Description of the task -> Please duplicate, character for character, the lines below from the one containing "Quality check round. The original labels for dirt" through the last line, with both ends included.

Records of labeled boxes
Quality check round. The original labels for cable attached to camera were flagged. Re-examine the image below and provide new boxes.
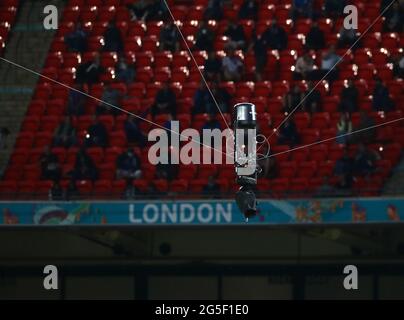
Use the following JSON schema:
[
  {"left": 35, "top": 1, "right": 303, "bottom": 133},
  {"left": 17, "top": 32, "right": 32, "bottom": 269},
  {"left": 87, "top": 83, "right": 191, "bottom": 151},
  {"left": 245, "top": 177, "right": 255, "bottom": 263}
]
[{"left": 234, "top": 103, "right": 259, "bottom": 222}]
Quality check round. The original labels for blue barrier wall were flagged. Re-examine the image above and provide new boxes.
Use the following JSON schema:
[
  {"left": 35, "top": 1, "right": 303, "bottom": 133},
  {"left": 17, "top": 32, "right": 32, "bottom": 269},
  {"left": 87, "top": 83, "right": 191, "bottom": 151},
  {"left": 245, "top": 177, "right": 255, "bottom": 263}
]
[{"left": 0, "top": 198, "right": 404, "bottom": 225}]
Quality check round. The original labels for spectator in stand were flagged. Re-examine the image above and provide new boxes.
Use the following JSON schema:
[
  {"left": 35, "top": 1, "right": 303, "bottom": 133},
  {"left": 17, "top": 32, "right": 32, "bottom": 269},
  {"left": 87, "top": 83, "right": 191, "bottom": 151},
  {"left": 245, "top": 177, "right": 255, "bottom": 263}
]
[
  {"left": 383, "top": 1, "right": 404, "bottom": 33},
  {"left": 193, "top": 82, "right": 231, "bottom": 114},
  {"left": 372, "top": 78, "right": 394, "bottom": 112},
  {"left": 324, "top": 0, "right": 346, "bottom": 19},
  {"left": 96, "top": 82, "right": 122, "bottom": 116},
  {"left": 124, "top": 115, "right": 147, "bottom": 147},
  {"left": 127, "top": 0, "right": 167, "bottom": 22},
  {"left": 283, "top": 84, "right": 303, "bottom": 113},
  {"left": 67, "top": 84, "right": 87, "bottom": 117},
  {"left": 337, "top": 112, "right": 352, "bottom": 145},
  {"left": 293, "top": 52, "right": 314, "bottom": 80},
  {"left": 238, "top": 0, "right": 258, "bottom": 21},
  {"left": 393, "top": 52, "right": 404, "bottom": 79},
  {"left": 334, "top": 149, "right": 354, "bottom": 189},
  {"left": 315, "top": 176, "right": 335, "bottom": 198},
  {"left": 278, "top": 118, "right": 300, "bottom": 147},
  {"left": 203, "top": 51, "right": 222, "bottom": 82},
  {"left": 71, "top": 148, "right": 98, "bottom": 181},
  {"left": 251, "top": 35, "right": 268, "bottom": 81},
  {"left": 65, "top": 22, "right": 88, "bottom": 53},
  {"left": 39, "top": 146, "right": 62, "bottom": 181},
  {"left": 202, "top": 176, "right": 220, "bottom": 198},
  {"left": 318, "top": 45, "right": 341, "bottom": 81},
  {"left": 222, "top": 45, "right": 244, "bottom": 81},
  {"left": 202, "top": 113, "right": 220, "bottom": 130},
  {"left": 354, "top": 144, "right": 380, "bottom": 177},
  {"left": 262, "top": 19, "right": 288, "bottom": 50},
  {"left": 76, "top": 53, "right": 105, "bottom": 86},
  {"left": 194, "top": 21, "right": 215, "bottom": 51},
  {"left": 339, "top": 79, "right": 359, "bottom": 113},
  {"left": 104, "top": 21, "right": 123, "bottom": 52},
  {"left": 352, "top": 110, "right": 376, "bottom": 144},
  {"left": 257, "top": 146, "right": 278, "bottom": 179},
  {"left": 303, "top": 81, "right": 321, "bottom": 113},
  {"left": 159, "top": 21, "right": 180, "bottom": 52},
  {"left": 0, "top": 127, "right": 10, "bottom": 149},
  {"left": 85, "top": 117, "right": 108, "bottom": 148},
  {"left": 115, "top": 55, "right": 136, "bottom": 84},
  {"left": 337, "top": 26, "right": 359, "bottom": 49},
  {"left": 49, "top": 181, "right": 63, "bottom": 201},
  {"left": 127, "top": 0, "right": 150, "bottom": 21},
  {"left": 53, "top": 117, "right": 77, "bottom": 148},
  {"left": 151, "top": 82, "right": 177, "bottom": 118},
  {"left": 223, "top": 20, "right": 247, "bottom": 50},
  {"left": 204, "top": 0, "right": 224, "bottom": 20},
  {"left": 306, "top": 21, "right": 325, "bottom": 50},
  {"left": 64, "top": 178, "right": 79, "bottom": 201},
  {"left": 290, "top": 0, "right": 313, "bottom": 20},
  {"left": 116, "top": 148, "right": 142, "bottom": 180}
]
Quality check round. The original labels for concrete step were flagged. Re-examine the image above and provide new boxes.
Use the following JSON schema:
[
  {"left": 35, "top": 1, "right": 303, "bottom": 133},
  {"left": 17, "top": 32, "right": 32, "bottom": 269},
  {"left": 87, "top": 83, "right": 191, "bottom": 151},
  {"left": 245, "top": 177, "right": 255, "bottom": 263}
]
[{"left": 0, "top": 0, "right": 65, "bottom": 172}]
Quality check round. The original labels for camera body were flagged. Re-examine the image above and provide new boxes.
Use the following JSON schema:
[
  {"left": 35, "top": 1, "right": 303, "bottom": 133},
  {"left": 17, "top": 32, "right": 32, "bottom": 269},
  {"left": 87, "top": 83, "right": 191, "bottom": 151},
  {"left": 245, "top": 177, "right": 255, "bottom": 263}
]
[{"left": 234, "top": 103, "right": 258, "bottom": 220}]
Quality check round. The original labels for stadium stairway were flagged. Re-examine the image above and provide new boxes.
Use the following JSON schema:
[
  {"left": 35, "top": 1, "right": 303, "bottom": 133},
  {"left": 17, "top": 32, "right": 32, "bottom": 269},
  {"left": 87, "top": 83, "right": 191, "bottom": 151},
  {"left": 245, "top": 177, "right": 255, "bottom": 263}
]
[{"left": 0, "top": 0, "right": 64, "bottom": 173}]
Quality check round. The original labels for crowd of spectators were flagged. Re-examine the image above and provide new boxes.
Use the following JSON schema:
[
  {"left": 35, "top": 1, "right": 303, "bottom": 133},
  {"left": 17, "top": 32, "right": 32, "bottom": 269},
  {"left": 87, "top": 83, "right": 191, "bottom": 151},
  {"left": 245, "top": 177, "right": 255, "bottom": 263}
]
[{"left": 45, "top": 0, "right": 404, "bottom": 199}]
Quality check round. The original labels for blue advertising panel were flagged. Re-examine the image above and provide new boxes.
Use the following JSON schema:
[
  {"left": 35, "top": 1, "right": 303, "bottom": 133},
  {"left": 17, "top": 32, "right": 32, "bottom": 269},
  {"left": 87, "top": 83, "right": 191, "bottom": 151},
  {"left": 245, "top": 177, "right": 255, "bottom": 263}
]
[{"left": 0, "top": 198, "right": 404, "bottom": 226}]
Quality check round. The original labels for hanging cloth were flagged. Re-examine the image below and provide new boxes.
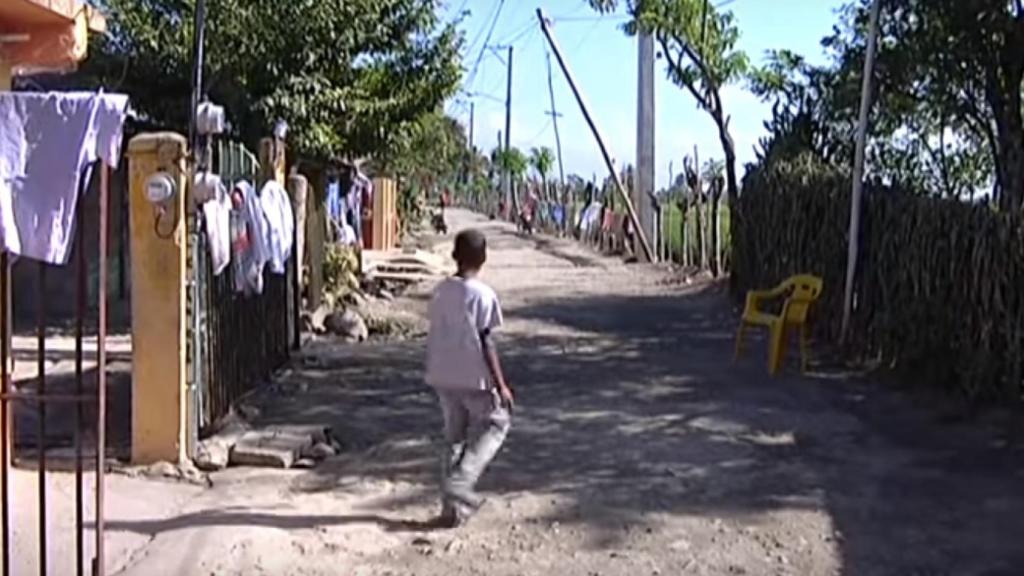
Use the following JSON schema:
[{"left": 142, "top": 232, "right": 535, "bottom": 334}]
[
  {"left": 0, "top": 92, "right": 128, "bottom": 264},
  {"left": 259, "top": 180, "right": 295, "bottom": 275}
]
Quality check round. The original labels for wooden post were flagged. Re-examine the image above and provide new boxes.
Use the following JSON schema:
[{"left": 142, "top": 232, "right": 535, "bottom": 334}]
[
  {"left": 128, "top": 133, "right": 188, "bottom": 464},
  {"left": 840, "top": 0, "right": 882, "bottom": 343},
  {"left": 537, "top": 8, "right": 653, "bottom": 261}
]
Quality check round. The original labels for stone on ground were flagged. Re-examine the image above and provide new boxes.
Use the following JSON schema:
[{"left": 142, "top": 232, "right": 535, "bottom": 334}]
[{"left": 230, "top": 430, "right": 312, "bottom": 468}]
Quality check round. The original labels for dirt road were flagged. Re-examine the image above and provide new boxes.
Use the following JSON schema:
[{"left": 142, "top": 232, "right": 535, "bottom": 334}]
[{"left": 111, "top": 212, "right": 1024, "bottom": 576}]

Result of the task ->
Quality check round. The original labels for dirt road were flagged. Re-examine the image above and provide new boxes.
Use the following JSON schema:
[{"left": 142, "top": 232, "right": 535, "bottom": 334}]
[{"left": 111, "top": 212, "right": 1024, "bottom": 576}]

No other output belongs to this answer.